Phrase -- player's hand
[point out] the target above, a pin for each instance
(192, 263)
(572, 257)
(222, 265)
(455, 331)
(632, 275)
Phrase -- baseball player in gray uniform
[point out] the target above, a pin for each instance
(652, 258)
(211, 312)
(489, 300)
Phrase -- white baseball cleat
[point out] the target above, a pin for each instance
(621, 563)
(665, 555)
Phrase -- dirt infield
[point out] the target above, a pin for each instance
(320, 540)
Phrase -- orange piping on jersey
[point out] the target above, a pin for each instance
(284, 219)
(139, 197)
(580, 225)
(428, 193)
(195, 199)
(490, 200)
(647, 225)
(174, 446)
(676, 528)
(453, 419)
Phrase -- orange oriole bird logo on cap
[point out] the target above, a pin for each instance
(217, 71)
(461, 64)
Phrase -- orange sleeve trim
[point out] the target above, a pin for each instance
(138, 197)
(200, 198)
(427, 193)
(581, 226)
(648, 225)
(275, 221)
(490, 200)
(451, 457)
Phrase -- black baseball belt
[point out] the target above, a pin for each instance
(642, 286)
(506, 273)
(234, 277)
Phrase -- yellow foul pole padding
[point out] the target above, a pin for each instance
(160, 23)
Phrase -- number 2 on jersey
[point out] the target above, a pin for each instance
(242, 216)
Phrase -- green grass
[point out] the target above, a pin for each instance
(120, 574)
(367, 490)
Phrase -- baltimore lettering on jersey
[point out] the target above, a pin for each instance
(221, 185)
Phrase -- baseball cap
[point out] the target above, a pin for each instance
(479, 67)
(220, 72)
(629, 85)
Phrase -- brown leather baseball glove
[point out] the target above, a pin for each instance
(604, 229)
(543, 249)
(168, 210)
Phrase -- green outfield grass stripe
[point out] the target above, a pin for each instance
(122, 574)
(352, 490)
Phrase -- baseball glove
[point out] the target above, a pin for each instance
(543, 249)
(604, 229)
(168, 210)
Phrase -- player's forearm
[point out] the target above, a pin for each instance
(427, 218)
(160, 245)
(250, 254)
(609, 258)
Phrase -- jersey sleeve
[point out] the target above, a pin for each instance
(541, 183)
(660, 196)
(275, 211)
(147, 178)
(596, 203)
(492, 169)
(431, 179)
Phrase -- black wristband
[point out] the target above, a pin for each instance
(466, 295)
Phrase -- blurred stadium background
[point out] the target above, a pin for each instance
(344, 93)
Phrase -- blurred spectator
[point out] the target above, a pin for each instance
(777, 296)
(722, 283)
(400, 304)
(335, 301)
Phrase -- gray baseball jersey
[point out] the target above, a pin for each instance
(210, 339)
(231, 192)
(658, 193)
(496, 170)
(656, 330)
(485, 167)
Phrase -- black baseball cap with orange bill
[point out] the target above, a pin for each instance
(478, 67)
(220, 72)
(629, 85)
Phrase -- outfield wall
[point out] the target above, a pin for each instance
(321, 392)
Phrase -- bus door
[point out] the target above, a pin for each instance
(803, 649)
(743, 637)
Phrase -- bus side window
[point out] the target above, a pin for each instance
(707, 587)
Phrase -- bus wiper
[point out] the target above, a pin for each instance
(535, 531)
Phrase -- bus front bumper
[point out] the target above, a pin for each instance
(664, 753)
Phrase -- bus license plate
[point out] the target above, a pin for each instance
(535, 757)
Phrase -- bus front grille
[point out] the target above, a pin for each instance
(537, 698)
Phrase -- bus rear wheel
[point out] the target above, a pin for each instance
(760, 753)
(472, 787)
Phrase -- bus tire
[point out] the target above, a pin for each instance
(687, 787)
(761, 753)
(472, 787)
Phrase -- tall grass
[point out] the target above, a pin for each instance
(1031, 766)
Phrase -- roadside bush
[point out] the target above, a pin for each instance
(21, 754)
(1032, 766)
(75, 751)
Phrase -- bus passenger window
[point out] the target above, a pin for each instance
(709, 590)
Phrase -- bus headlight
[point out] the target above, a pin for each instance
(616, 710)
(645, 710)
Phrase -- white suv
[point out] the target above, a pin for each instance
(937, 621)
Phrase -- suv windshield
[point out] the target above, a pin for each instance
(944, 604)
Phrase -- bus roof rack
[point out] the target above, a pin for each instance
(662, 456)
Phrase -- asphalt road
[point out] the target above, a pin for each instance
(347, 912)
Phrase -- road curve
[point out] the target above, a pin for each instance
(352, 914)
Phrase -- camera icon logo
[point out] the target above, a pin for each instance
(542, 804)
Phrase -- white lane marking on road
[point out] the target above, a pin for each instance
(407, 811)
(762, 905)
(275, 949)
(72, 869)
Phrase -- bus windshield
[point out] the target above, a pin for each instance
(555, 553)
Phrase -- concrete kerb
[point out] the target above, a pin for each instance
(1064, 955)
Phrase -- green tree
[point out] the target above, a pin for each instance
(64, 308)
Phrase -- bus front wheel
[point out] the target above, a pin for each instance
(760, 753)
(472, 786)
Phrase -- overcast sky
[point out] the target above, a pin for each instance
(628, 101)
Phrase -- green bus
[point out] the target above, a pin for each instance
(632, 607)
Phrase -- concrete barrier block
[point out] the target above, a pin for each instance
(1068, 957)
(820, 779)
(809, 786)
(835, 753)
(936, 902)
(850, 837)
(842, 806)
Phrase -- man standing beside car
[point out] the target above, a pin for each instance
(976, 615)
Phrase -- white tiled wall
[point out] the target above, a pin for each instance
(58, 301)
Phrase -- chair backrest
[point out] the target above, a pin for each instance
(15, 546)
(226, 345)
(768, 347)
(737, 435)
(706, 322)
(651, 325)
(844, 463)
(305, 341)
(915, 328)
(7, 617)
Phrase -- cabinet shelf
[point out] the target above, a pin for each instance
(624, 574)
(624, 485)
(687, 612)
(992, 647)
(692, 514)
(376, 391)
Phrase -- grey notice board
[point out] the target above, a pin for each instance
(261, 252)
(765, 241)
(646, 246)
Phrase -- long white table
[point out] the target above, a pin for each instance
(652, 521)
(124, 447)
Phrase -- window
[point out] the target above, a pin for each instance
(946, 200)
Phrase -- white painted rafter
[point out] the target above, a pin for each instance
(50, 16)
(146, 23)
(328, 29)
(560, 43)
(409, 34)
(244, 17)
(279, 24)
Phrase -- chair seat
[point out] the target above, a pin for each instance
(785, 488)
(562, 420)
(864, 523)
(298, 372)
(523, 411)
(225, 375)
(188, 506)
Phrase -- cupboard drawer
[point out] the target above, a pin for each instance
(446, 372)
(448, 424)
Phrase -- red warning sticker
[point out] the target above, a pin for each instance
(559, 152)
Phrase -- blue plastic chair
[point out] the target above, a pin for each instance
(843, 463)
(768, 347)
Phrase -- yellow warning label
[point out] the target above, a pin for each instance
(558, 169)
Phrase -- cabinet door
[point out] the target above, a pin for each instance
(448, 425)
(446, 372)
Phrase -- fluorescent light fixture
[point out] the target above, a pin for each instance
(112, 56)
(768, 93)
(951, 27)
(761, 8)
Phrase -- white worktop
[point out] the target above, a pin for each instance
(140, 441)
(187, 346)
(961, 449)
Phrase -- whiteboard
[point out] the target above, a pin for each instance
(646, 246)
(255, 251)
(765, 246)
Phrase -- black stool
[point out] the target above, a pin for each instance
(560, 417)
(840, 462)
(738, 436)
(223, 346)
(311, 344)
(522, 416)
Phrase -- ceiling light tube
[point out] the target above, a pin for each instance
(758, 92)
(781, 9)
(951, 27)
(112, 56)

###

Can you rewrite every item above, replacing "a pin for each instance" with "one pin per instance" and leaving everything else unchanged?

Phrase -- player's hand
[point out] the target above, one pin per instance
(192, 263)
(572, 257)
(222, 265)
(455, 331)
(632, 275)
Phrase -- baseball player in gray uniform
[point out] the target above, one pin per instance
(652, 258)
(211, 312)
(489, 300)
Phrase -- white baseball cleat
[point out] the target above, one pin per instance
(621, 563)
(665, 555)
Phrase -- dirt infield
[point out] the target above, one pin per instance
(320, 540)
Phrase -- orange piping on jersey
[point out] the target above, one pin per instance
(284, 219)
(139, 197)
(580, 225)
(428, 193)
(195, 199)
(490, 200)
(647, 225)
(174, 446)
(676, 528)
(453, 419)
Phrase -- orange oriole bird logo on cap
[point out] the target above, one pin per instance
(217, 71)
(461, 64)
Phrase -- orange sleeve trim
[point out] the target above, one pin per instance
(138, 197)
(200, 198)
(427, 193)
(581, 226)
(648, 225)
(275, 221)
(490, 200)
(451, 457)
Phrase -- black baseball belt
[point out] the target above, one pin per instance
(642, 286)
(506, 273)
(234, 277)
Phrase -- yellow foul pole padding
[point out] the target above, one pin per instance
(160, 23)
Phrase -- number 2 on jersey
[point out] the target above, one pin per instance
(242, 216)
Phrase -- green grass
[point out] the target above, one pin per instance
(120, 574)
(367, 490)
Phrase -- baltimore lettering on jersey
[point out] the target above, one pin per instance
(221, 185)
Phrase -- baseball cap
[point out] the target above, one pin per instance
(479, 67)
(220, 72)
(629, 85)
Phrase -- brown leather baseball glove
[point out] the target above, one pin per instance
(604, 229)
(543, 249)
(168, 210)
Phrase -- green outfield grass stripe
[point out] the target above, one pin per instance
(122, 574)
(352, 490)
Phrase -- baseball glove
[point out] the target above, one pin per instance
(543, 249)
(604, 229)
(168, 210)
Phrase -- player's forearm
[point out] the target above, one pin per instance
(427, 218)
(160, 245)
(250, 254)
(609, 258)
Phrase -- jersey sleeve
[point out] the target above, one pin per instance
(541, 183)
(660, 196)
(275, 211)
(147, 178)
(596, 203)
(492, 169)
(431, 179)
Phrase -- black wristband
[point out] the target above, one pin per instance
(466, 295)
Phrase -- blurred stadium background
[point out] the target above, one pin per instance
(344, 93)
Phrase -- blurred spectator
[point out] the target above, one pin per instance
(777, 296)
(722, 283)
(400, 304)
(335, 301)
Phrase -- gray baseball jersey
[point out] the target above, one pin per instance
(210, 339)
(231, 192)
(658, 193)
(496, 170)
(656, 330)
(485, 167)
Phrase -- black baseball cap with orange bill
[point out] the target above, one pin per instance
(478, 67)
(220, 72)
(629, 85)
Phrase -- outfield wall
[point out] the target above, one pin per instance
(321, 392)
Phrase -- bus door
[point out] the target above, one pin per instance
(803, 649)
(743, 637)
Phrase -- bus side window
[point out] the target above, one pin per instance
(707, 587)
Phrase -- bus wiper
[point out] the target above, one pin per instance
(535, 531)
Phrase -- bus front bumper
[point out] the target above, one pin per instance
(664, 753)
Phrase -- bus license plate
[point out] the target above, one pin per instance
(535, 757)
Phrase -- bus front grille
[point out] the target above, one pin per instance
(537, 698)
Phrase -- bus rear wheel
[point out] the target above, one pin per instance
(760, 753)
(472, 787)
Phrase -- bus tire
[point out] the target above, one pin per instance
(687, 787)
(761, 753)
(472, 787)
Phrase -- tall grass
[point out] the target above, one pin per instance
(1031, 766)
Phrase -- roadside bush
[point out] the target above, one pin per instance
(21, 754)
(1032, 766)
(75, 751)
Phrase -- bus passenger window
[point out] the target above, one pin per instance
(709, 590)
Phrase -- bus headlight
[point out] the target above, one pin per instance
(616, 710)
(645, 710)
Phrase -- white suv
[point out] the target above, one pin per instance
(937, 621)
Phrase -- suv windshield
[point out] the target above, one pin per instance
(944, 604)
Phrase -- bus roof rack
[point out] the target above, one pin per instance
(662, 456)
Phrase -- asphalt road
[point out] the target above, one pin per instance
(347, 912)
Phrase -- road curve
[point out] the target above, one pin per instance
(352, 914)
Phrase -- camera icon logo
[point out] the target above, one pin per instance
(542, 804)
Phrase -- white lane marking on road
[point out] the target above, one pin per instance
(407, 811)
(762, 905)
(275, 949)
(72, 869)
Phrase -- bus windshield
[point out] the target above, one pin per instance
(555, 553)
Phrase -- concrete kerb
[point out] the target above, one pin per instance
(1064, 955)
Phrase -- green tree
[point out] the target above, one pin per instance
(64, 308)
Phrase -- bus front wheel
[point out] the target above, one pin per instance
(760, 753)
(472, 786)
Phrase -- overcast sky
[point out] the target above, one pin per instance
(628, 101)
Phrase -- green bus
[point out] the target above, one pin per instance
(632, 607)
Phrase -- concrete barrier block
[point out] the target above, one pin per instance
(1068, 957)
(820, 779)
(809, 786)
(835, 753)
(936, 902)
(850, 837)
(842, 806)
Phrase -- man standing beside car
[point out] the target above, one pin per instance
(976, 615)
Phrase -- white tiled wall
[point out] the target above, one pin per instance
(58, 301)
Phrase -- chair backrest
[point out] the target above, one pin per instance
(15, 546)
(226, 345)
(768, 347)
(737, 435)
(706, 322)
(651, 325)
(844, 463)
(305, 341)
(915, 328)
(7, 617)
Phrase -- cabinet shelf
[point out] the target above, one pin per instance
(624, 574)
(624, 485)
(687, 612)
(992, 647)
(692, 514)
(376, 391)
Phrase -- grey notice board
[point out] the target above, one pin per instance
(261, 252)
(765, 241)
(646, 246)
Phrase -- long white table
[point out] the target above, one pin per instance
(652, 521)
(124, 447)
Phrase -- window
[point out] the target above, one pin per instance
(946, 200)
Phrase -- white painted rafter
[point out] the target above, one pin per instance
(50, 16)
(146, 23)
(328, 29)
(560, 43)
(409, 34)
(244, 17)
(279, 24)
Phrase -- chair seat
[point out] the target above, one pin per instance
(785, 488)
(562, 420)
(864, 523)
(298, 372)
(523, 411)
(225, 375)
(188, 506)
Phrase -- cupboard drawer
[point out] the target above, one pin per instance
(446, 372)
(448, 424)
Phrase -- red warning sticker
[point out] the target above, one pin per instance
(559, 152)
Phrase -- blue plastic chair
[point out] the target above, one pin per instance
(843, 463)
(768, 347)
Phrase -- yellow warning label
[point out] the target above, one pin per instance
(558, 169)
Phrase -- cabinet door
[point out] the target above, one pin per instance
(448, 425)
(446, 372)
Phrase -- fluorescent light fixture
[point out] the target above, one pin per instance
(112, 56)
(768, 93)
(951, 27)
(761, 8)
Phrase -- white worktop
[point out] the target above, one pin per instance
(140, 441)
(187, 346)
(961, 449)
Phrase -- whiteboard
[point out] the target above, one pin per instance
(646, 246)
(255, 251)
(765, 246)
Phrase -- black stool
[point out] the target above, one pin per instance
(560, 417)
(840, 462)
(738, 436)
(223, 346)
(311, 344)
(522, 416)
Phrase -- ceiling light tube
[point out] the target above, one pin per instance
(758, 92)
(781, 9)
(951, 27)
(112, 56)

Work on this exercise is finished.